PASSAGE GIVEN>

In this seminal book, Bruce Pascoe uncovers evidence that long before the arrival of white men, Aboriginal people across the continent were building dams and wells; planting, irrigating, and harvesting seeds, and then preserving the surplus and storing it in houses, sheds, or secure vessels; and creating elaborate cemeteries and manipulating the landscape. All of these behaviours were inconsistent with the hunter-gatherer tag, which turns out to have been a convenient lie that worked to justify dispossession.
Using compelling evidence from the records and diaries of early Australian explorers and colonists, he reveals that Aboriginal systems of food production and land management have been blatantly understated in modern retellings of early Aboriginal history, and that a new look at Australia’s past is required — for the benefit of us all.
Dark Emu, a bestseller in Australia, won both the Book of the Year Award and the Indigenous Writer’s Prize in the New South Wales Premier’s Literary Awards.
PUBLISHERS WEEKLY
In this brisk and lucidly written account, independent scholar and filmmaker Pascoe persuasively challenges the conventional wisdom of Australian historians, politicians, and textbook authors that the indigenous inhabitants of the continent were primitive hunter-gatherers who wandered "from plant to plant, kangaroo to kangaroo, in hapless opportunism." This idea, he writes, has often been used to justify the dispossession of the country's First People in favor of those who would supposedly use natural resources more efficiently. But in examining the writings of the first explorers and colonists, Pascoe found them filled with references to "industry and ingenuity applied to food production" by indigenous Australians, contradicting the rationalizing stereotype. He demonstrates that they intensively cultivated land, engaged in sophisticated forms of aquaculture, including the construction of dikes and fishing weirs, built substantial houses, developed effective forms of food storage and preservation, and used controlled fires to regenerate soil fertility. He also points out the supremacist mindset that enabled Europeans to suppress their own and others' awareness of this evidence and propagate the myth of indigenous Australians as primitive, although he does not delve into why it continues to dominate popular culture. This is an important and deeply researched reinterpretation of Australian history and a stark warning about the danger of accepting received wisdom at face value.

EXERCISE DETAILS>
Answer from the passage on Dark Emu:
(a) Which two honors did the book win in the New South Wales Premier's Literary Awards?
(b) Whose records and diaries supplied the evidence Pascoe used?
(c) What does the Publishers Weekly review say indigenous Australians used controlled fires to do?
The records that come next stand apart from the Dark Emu passage.

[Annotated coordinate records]
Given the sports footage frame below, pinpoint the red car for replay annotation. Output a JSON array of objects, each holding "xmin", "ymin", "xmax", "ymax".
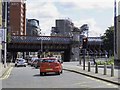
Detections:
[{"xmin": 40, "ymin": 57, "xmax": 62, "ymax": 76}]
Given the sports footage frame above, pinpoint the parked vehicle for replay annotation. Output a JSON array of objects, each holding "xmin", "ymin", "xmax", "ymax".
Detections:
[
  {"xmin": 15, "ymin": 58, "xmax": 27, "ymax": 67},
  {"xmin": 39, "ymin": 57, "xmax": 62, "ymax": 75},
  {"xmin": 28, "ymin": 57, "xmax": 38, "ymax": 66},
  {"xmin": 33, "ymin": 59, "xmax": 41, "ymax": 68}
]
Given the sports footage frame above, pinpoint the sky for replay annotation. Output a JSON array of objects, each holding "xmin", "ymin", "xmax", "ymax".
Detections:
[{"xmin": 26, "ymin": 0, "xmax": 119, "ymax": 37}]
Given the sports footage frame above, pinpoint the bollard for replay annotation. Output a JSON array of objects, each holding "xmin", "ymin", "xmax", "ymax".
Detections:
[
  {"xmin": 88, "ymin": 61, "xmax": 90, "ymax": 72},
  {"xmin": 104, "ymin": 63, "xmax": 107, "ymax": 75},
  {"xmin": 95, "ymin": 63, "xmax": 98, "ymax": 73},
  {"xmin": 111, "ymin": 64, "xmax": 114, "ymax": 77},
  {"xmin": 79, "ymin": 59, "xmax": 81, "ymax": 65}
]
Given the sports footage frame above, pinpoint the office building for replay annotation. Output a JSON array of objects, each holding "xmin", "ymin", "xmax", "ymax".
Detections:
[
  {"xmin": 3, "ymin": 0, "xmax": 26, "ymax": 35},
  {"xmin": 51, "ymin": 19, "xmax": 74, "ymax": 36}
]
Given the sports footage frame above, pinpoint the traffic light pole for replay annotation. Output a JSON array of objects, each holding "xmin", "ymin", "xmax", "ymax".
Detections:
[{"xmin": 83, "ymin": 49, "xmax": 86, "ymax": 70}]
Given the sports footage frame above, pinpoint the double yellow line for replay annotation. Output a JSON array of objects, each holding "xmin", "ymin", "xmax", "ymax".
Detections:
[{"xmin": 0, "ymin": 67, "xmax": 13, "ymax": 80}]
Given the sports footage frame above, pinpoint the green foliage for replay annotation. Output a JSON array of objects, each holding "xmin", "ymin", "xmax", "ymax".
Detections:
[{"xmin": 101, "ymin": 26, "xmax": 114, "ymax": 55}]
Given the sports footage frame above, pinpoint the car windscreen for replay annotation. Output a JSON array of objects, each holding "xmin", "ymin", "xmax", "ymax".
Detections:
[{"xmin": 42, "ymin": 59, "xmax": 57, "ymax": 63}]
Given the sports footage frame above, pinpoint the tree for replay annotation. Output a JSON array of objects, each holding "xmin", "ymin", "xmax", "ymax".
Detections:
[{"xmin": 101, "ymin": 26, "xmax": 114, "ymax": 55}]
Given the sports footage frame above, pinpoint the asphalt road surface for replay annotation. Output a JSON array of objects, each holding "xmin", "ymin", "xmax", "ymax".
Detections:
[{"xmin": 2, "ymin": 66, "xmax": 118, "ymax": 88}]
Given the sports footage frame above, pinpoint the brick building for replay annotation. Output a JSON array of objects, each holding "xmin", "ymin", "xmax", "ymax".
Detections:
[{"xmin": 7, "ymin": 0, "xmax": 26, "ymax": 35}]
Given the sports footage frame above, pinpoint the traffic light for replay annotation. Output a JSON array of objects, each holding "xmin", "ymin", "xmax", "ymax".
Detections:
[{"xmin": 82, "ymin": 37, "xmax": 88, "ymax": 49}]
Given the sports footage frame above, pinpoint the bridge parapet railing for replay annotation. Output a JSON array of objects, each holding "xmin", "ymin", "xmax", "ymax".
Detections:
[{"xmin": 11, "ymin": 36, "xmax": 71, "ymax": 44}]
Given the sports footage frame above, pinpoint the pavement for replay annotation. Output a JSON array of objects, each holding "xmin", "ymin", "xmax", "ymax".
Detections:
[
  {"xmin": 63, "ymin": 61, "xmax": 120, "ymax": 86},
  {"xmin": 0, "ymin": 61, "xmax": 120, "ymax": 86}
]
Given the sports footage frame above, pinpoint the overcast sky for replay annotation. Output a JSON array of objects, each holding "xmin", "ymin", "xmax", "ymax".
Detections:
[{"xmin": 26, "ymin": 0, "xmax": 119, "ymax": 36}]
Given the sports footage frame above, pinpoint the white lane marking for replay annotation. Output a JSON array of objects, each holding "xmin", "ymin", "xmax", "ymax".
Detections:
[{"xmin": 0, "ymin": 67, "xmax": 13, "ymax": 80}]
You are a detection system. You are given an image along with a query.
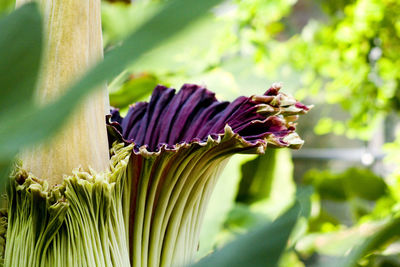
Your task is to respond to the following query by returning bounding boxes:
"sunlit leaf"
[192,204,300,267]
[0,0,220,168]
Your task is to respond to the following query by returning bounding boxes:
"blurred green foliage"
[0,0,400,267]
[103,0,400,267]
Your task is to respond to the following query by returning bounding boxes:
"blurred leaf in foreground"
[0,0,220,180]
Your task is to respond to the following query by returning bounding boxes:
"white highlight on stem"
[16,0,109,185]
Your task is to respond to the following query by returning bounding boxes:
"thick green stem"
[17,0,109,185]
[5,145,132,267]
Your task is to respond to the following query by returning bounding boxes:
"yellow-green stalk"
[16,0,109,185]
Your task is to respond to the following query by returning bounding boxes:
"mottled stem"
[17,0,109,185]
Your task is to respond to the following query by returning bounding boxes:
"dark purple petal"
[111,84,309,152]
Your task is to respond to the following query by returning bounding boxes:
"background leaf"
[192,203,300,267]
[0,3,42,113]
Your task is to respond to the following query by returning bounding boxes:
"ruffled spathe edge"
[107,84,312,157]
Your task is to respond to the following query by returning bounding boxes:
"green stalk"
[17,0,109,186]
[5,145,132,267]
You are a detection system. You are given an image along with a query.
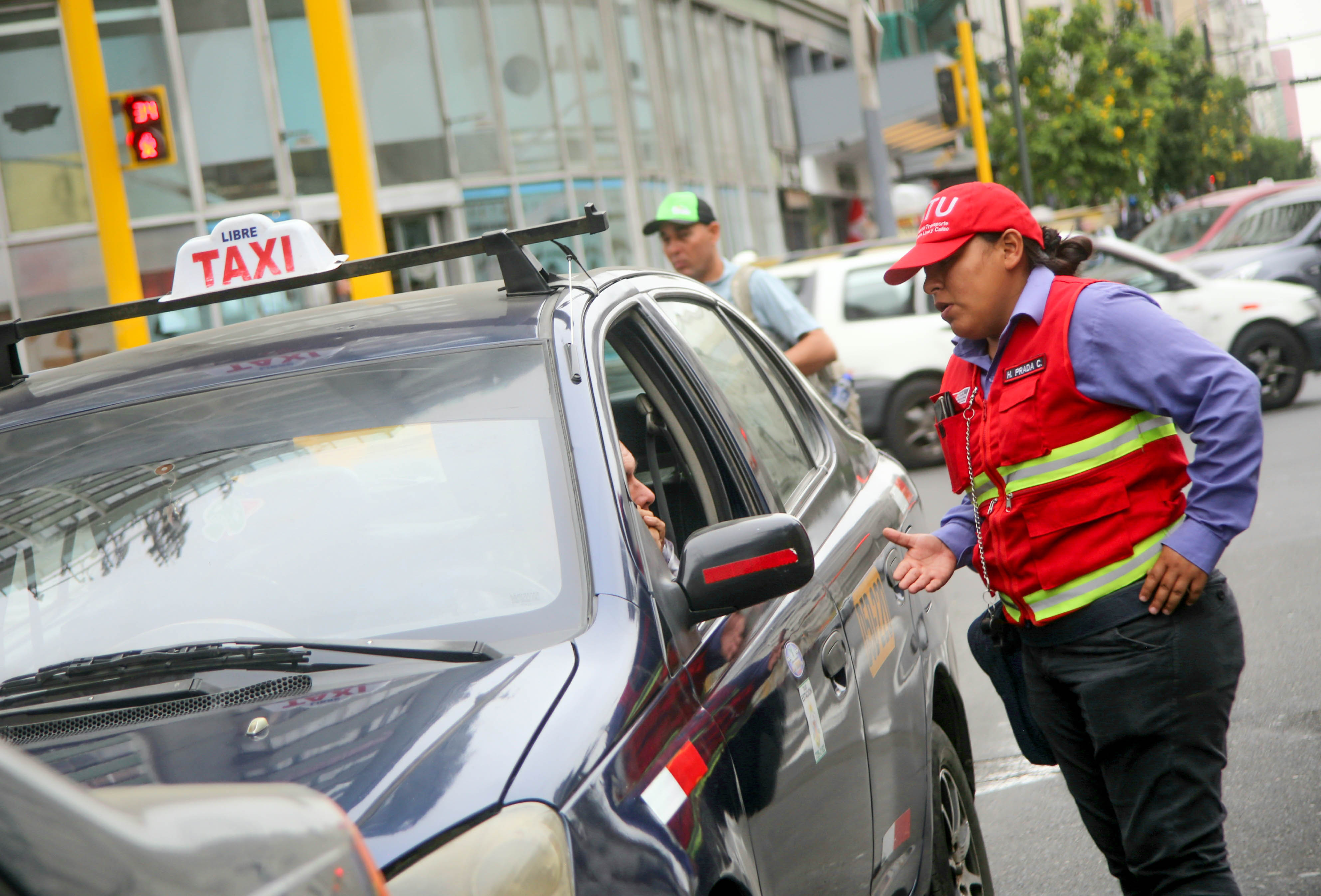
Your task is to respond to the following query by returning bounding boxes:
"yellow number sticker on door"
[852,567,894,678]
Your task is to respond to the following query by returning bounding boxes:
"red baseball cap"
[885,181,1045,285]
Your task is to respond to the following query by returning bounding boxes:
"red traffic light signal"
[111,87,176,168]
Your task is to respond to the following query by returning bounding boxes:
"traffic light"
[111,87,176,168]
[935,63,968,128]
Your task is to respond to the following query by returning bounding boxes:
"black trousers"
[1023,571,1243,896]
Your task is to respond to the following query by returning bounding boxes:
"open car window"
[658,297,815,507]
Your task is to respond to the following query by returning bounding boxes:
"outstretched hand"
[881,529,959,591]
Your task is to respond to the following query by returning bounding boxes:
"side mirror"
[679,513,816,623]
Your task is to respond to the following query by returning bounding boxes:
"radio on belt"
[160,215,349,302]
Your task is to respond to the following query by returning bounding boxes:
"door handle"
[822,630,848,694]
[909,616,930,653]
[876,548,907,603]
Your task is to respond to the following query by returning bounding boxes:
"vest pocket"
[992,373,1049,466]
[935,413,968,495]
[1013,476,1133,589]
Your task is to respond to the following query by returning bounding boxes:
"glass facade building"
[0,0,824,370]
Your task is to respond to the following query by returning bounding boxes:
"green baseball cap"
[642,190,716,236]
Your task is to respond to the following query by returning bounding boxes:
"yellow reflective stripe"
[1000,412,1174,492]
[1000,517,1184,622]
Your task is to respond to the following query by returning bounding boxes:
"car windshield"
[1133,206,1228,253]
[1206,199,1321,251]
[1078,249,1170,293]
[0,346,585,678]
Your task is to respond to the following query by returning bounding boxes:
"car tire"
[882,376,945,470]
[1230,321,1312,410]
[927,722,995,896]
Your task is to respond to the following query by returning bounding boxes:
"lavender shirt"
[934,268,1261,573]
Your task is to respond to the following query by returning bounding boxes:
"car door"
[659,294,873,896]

SOLUTION TO THIS PROBLEM>
(a) The Book of the Year Award and the Indigenous Writer's Prize.
(b) Those of early Australian explorers and colonists.
(c) To regenerate soil fertility.